Data for the task:
━━━━━━━━━━━━━━━━━━━━━━━━━━━━━━
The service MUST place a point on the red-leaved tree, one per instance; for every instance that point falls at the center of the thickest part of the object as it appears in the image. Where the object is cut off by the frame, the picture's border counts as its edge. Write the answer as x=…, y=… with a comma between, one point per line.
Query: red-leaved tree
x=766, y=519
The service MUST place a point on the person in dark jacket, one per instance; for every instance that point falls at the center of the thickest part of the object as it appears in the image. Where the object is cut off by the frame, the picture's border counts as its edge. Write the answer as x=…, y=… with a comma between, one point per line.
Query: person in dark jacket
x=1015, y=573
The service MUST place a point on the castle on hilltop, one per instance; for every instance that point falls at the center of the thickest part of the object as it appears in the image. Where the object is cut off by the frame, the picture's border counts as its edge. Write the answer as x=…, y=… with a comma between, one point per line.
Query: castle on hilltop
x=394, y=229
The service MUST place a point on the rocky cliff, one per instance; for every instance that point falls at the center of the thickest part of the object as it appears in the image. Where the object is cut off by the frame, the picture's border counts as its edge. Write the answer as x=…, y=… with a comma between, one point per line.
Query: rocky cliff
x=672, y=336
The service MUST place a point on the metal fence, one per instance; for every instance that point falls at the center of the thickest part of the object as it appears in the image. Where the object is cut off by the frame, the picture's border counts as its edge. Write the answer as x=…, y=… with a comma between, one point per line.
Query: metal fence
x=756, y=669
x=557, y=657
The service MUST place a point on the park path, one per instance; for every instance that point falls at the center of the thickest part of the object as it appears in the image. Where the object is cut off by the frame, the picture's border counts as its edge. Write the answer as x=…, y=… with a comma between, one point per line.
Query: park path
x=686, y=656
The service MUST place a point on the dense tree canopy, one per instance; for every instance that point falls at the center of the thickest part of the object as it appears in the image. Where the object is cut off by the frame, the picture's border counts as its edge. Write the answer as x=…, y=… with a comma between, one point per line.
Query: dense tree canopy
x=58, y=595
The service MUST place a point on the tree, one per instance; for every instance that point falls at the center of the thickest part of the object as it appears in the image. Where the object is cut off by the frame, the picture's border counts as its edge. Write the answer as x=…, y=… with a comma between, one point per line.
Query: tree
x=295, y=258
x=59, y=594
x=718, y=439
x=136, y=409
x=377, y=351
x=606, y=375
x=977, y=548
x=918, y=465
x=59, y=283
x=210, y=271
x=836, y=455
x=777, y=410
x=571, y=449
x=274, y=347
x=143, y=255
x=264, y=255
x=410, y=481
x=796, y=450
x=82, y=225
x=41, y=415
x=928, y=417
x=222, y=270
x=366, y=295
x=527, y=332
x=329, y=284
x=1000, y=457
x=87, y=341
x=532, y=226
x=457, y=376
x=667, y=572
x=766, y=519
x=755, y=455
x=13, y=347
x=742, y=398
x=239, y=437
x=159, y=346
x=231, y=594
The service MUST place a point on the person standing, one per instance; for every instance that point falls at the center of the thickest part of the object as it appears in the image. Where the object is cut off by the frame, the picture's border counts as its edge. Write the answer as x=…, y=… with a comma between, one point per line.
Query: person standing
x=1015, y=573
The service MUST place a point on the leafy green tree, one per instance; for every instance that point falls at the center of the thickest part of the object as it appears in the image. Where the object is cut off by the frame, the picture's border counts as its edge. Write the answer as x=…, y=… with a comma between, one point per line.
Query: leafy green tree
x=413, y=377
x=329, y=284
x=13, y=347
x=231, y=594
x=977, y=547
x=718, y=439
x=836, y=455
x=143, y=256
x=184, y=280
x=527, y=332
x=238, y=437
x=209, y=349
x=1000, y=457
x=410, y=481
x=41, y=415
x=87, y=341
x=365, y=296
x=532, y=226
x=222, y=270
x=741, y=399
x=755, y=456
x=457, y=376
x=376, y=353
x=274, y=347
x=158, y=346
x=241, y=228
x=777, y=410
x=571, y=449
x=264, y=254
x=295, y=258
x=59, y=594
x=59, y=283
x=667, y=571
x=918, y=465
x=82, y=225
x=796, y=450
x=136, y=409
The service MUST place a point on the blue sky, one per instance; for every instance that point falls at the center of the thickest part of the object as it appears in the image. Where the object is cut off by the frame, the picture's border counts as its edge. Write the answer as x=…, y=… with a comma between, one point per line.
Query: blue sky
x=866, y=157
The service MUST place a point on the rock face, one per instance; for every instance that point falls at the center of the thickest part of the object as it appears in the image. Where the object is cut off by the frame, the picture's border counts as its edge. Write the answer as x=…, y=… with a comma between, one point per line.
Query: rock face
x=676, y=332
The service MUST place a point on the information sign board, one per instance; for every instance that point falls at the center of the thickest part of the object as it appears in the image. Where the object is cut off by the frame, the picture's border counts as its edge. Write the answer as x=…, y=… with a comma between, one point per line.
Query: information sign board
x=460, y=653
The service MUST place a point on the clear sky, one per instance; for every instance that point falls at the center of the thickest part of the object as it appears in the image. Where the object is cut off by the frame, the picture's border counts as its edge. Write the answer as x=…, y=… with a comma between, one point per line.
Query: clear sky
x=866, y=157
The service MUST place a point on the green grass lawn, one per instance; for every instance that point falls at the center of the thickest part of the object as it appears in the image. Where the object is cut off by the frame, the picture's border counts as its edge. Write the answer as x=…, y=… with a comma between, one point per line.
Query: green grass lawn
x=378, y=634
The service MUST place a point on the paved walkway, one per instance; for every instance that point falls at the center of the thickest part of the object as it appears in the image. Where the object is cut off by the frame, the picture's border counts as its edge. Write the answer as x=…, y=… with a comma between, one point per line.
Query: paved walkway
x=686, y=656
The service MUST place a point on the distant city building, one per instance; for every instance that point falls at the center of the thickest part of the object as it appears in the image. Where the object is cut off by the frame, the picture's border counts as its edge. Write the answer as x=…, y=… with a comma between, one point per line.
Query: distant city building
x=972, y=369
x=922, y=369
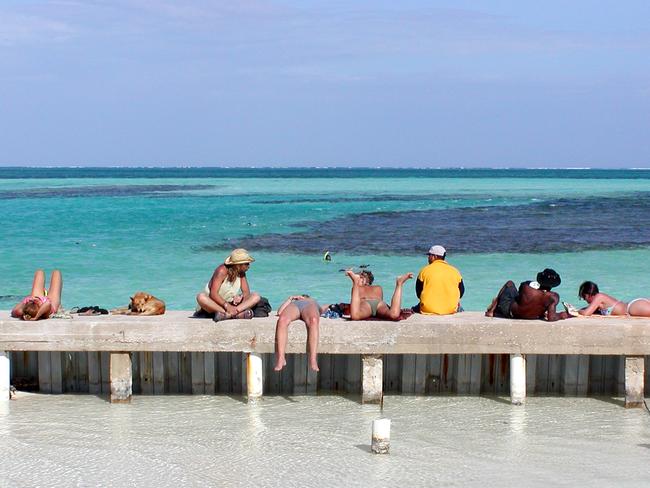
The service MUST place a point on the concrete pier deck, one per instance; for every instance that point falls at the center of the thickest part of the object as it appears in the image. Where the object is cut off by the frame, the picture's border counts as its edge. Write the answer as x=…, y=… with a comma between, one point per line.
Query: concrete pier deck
x=463, y=333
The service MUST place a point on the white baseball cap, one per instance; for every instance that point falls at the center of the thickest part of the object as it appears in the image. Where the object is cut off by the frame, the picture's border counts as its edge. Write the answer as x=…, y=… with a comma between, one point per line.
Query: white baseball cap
x=437, y=250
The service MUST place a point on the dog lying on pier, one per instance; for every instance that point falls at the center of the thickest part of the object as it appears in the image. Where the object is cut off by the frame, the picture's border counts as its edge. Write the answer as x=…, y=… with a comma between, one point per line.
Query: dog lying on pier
x=142, y=304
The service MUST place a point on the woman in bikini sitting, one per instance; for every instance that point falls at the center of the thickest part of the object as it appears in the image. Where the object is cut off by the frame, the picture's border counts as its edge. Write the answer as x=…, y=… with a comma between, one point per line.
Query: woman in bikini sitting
x=40, y=304
x=368, y=301
x=298, y=307
x=607, y=305
x=227, y=294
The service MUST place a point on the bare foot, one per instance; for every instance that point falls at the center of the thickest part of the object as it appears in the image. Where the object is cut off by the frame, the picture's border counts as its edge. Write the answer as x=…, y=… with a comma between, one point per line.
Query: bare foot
x=279, y=364
x=493, y=306
x=356, y=279
x=402, y=279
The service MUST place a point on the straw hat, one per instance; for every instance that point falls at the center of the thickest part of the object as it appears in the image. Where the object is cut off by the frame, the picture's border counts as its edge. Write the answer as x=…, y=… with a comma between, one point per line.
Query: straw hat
x=239, y=256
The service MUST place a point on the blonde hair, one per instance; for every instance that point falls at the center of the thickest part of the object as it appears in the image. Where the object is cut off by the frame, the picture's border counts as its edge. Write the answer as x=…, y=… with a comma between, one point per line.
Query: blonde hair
x=30, y=309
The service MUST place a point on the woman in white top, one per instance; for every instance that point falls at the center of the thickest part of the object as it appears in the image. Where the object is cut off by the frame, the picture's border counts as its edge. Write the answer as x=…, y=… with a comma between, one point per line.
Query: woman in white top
x=227, y=294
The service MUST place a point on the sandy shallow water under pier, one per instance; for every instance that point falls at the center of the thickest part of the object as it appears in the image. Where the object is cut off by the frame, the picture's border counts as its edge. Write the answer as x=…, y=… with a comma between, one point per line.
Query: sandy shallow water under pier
x=82, y=440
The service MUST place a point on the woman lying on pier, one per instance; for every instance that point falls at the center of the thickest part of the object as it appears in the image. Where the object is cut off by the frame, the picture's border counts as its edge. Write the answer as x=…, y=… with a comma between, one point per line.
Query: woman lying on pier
x=298, y=307
x=227, y=294
x=603, y=304
x=41, y=304
x=368, y=301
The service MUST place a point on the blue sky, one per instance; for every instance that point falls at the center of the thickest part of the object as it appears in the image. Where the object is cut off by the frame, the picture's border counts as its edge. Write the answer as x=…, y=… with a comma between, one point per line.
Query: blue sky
x=382, y=83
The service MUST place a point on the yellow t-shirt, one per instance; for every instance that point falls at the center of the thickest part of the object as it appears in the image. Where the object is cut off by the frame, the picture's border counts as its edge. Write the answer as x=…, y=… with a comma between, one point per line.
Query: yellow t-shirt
x=440, y=294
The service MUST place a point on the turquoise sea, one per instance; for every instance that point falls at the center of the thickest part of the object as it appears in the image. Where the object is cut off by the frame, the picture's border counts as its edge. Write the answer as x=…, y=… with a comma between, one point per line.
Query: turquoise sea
x=114, y=231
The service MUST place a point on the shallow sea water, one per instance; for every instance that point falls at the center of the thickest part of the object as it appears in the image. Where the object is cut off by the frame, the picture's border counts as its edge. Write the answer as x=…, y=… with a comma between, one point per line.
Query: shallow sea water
x=114, y=231
x=70, y=440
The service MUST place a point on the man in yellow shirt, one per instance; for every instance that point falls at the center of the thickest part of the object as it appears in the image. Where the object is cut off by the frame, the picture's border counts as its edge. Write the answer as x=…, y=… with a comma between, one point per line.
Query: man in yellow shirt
x=439, y=285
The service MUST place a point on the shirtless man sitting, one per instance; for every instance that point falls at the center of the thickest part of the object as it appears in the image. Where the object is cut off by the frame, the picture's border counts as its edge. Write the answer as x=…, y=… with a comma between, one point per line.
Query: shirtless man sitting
x=533, y=301
x=368, y=301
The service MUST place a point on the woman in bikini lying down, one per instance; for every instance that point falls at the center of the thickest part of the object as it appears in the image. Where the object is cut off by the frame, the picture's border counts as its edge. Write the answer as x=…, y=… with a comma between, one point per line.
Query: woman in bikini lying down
x=40, y=304
x=600, y=303
x=368, y=301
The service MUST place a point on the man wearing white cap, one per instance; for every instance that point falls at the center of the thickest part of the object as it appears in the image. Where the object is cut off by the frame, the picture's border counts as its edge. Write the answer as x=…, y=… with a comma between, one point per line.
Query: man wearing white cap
x=439, y=285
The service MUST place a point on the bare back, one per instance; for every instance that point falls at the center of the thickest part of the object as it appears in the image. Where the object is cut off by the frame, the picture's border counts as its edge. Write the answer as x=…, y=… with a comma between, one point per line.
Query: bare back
x=535, y=304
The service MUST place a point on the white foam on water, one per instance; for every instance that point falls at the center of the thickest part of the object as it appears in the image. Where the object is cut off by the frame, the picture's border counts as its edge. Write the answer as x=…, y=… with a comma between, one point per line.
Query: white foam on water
x=76, y=440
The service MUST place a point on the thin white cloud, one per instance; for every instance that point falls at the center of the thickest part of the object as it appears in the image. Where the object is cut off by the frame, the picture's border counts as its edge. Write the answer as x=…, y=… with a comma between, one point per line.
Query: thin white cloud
x=18, y=28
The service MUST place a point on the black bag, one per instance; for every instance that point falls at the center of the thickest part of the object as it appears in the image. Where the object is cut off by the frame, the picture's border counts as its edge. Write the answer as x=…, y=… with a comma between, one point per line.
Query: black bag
x=263, y=308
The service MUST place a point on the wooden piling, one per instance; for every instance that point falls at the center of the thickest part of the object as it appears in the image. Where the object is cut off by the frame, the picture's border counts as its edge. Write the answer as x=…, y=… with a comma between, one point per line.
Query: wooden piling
x=517, y=379
x=5, y=369
x=254, y=376
x=373, y=378
x=120, y=377
x=634, y=381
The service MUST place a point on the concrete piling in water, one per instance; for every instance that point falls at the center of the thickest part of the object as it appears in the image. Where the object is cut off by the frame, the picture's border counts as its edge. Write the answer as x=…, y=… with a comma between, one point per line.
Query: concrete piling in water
x=517, y=379
x=380, y=443
x=5, y=380
x=254, y=376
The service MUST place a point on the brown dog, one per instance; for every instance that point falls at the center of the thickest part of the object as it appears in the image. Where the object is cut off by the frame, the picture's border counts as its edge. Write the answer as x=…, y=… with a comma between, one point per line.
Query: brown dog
x=142, y=304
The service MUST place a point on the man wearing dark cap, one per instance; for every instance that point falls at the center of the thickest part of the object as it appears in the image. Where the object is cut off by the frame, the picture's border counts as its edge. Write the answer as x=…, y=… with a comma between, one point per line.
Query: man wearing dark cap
x=533, y=300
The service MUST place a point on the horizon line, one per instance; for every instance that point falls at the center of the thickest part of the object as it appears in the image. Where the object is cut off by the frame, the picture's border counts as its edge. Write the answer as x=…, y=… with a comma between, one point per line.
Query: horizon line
x=340, y=167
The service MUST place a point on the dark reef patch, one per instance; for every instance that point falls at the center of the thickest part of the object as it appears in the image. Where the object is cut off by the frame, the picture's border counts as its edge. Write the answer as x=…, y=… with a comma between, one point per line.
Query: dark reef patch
x=562, y=225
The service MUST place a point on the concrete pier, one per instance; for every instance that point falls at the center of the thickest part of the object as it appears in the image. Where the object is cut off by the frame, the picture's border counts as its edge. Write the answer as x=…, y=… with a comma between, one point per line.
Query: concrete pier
x=202, y=358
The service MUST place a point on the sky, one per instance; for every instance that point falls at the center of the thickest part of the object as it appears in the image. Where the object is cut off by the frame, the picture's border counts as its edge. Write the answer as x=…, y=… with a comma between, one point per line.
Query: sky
x=313, y=83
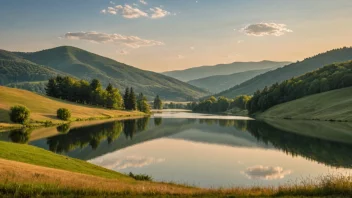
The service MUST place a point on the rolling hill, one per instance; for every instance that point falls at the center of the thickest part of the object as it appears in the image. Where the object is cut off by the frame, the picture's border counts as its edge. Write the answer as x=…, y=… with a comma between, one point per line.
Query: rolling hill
x=222, y=69
x=81, y=64
x=218, y=83
x=289, y=71
x=331, y=105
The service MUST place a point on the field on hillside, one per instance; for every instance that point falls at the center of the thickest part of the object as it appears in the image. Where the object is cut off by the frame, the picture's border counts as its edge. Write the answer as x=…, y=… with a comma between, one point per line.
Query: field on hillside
x=59, y=176
x=44, y=108
x=333, y=105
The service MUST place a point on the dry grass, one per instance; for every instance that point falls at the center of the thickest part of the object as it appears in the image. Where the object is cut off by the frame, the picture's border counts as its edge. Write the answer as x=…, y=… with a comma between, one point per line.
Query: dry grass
x=44, y=108
x=41, y=181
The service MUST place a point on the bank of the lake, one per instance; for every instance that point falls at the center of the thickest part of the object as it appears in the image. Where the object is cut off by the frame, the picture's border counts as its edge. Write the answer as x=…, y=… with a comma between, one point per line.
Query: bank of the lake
x=43, y=109
x=333, y=105
x=27, y=171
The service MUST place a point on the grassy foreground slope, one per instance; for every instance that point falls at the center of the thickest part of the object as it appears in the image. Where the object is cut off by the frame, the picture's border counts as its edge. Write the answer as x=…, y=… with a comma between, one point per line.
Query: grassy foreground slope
x=46, y=174
x=44, y=108
x=331, y=105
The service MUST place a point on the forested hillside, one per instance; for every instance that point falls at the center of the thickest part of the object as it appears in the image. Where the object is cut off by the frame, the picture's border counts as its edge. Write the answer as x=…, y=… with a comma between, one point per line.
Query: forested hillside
x=289, y=71
x=328, y=78
x=218, y=83
x=222, y=69
x=84, y=65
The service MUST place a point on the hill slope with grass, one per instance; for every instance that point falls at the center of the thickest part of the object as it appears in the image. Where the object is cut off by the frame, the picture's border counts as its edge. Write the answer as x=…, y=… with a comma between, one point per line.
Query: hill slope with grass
x=44, y=108
x=222, y=69
x=218, y=83
x=26, y=171
x=289, y=71
x=331, y=105
x=85, y=65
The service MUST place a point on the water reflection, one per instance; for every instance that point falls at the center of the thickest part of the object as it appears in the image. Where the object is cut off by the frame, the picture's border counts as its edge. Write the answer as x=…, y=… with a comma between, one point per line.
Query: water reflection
x=93, y=141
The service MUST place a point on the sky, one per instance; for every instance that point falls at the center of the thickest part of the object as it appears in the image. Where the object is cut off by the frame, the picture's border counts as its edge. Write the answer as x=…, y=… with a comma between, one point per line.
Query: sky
x=164, y=35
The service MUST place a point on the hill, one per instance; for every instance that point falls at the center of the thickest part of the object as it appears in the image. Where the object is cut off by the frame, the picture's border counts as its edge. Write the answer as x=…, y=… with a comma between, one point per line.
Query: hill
x=44, y=108
x=85, y=65
x=222, y=69
x=331, y=105
x=218, y=83
x=328, y=78
x=289, y=71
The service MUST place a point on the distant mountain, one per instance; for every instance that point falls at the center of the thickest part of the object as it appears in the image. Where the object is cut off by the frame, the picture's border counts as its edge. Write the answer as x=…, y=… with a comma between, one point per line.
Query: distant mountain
x=289, y=71
x=218, y=83
x=85, y=65
x=222, y=69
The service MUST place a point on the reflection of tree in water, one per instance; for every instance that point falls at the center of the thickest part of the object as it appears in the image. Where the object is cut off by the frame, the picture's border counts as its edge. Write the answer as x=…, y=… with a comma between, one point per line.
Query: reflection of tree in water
x=94, y=135
x=336, y=154
x=84, y=136
x=63, y=128
x=131, y=127
x=20, y=135
x=158, y=121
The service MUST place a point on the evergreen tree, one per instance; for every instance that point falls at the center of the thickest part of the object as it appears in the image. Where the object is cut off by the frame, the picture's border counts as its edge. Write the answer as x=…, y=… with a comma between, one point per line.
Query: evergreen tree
x=126, y=99
x=158, y=104
x=132, y=100
x=50, y=88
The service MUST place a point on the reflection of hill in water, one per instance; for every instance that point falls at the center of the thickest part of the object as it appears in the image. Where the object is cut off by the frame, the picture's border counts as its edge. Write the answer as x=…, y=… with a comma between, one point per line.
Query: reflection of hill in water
x=93, y=141
x=332, y=153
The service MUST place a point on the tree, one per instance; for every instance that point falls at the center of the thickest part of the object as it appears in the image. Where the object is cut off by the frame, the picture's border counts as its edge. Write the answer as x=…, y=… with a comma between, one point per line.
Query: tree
x=51, y=88
x=126, y=97
x=158, y=104
x=63, y=114
x=19, y=114
x=142, y=104
x=132, y=100
x=113, y=98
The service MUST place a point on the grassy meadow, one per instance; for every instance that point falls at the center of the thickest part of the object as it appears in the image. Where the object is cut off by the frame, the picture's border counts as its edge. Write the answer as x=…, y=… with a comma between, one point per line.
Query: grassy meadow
x=44, y=108
x=333, y=105
x=27, y=171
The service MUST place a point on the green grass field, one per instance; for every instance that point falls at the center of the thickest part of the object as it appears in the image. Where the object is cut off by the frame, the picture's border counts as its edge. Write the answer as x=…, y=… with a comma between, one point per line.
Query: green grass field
x=44, y=108
x=27, y=171
x=333, y=105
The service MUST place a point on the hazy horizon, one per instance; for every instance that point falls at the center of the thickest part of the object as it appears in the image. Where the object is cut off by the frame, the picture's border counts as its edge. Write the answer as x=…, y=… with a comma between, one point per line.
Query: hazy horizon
x=162, y=36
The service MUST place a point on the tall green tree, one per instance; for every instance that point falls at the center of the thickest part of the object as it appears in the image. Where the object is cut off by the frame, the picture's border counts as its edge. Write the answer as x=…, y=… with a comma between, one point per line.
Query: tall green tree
x=158, y=104
x=126, y=97
x=132, y=100
x=142, y=104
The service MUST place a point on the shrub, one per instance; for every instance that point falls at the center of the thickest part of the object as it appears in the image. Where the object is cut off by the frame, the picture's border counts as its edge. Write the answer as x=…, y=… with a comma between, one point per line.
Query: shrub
x=63, y=114
x=140, y=177
x=19, y=114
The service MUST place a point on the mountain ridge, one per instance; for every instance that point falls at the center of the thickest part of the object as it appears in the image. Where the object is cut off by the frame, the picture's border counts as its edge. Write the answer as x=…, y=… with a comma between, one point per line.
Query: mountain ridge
x=85, y=65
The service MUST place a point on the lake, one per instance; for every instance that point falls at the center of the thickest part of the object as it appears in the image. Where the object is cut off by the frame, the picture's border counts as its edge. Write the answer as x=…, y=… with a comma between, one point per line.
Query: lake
x=203, y=150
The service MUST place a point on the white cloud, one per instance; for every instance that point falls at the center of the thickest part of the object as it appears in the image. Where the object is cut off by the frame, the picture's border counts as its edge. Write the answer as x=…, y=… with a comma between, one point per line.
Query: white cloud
x=98, y=37
x=263, y=29
x=266, y=172
x=157, y=12
x=126, y=11
x=123, y=52
x=126, y=162
x=143, y=2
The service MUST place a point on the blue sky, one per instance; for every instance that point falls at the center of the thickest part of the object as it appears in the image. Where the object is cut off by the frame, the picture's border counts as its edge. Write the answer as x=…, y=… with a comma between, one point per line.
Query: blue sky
x=166, y=35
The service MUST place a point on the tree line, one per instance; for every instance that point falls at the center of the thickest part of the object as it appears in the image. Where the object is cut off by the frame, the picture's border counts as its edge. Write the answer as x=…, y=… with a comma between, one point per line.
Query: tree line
x=328, y=78
x=92, y=93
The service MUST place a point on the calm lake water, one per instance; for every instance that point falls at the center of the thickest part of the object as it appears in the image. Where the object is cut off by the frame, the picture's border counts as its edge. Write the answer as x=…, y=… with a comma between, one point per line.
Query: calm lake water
x=204, y=150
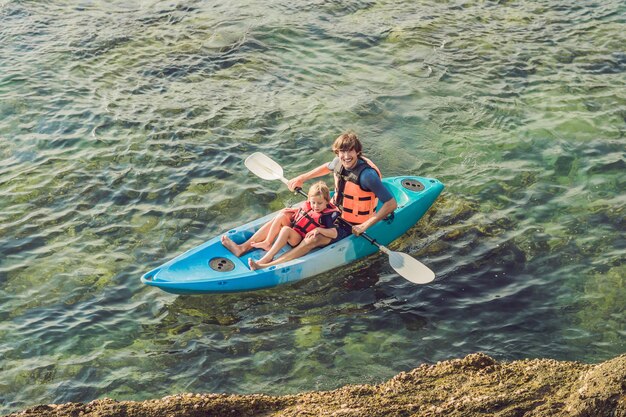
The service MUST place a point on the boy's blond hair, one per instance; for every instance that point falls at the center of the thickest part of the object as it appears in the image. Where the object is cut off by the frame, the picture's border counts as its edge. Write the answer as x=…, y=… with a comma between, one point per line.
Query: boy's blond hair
x=321, y=189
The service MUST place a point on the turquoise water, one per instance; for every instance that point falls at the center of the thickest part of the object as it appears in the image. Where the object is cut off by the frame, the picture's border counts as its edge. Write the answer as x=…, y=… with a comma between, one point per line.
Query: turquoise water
x=123, y=126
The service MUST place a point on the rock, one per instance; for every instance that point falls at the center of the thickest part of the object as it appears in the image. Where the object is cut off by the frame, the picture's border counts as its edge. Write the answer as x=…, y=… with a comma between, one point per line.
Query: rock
x=476, y=385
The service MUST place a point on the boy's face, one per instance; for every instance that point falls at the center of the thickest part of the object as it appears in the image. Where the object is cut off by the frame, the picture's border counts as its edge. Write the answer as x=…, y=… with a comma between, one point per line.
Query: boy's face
x=348, y=158
x=317, y=202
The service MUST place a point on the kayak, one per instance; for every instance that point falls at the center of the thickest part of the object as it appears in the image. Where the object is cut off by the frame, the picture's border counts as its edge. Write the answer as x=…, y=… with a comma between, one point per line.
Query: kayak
x=211, y=268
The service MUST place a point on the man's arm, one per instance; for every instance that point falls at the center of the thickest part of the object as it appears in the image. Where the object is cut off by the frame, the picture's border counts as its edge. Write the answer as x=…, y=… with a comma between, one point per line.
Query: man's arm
x=387, y=208
x=372, y=182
━━━━━━━━━━━━━━━━━━━━━━━━━━━━━━
Short task:
Output exactly the lines between the one containing "The service MUST place a point on the boy's face, one" and the final line above, both inclusive.

Answer to this exercise:
The service MUST place a point on the boy's face, one per instance; for every instance that point falls at the center of the thickest part of the object as it appears in the image. Where the object is cut off by the frame, the picture's border counts as its edge. Write the answer as x=…, y=… with a comma between, one point per line.
Query: boy's face
x=348, y=158
x=317, y=202
The service MUST place a point on the kayak, one per instance; for every instance that point falls at the center of the thickest part of the object as it appears in the image. Where the object is cut off by the frame, the picture's border counts as its edge. Write the answer as x=…, y=… with a comma between, one point per line.
Query: kayak
x=211, y=268
The service MUST place a point on the man's arm, one per instance; for every instance that point falls at the center of the thickest part of the object as it appears in the image. Where the object is cut off by the frame, the picture's border counts as its edge. Write the answer as x=…, y=… with a comma between, one point per line.
Query: man's arm
x=387, y=208
x=372, y=182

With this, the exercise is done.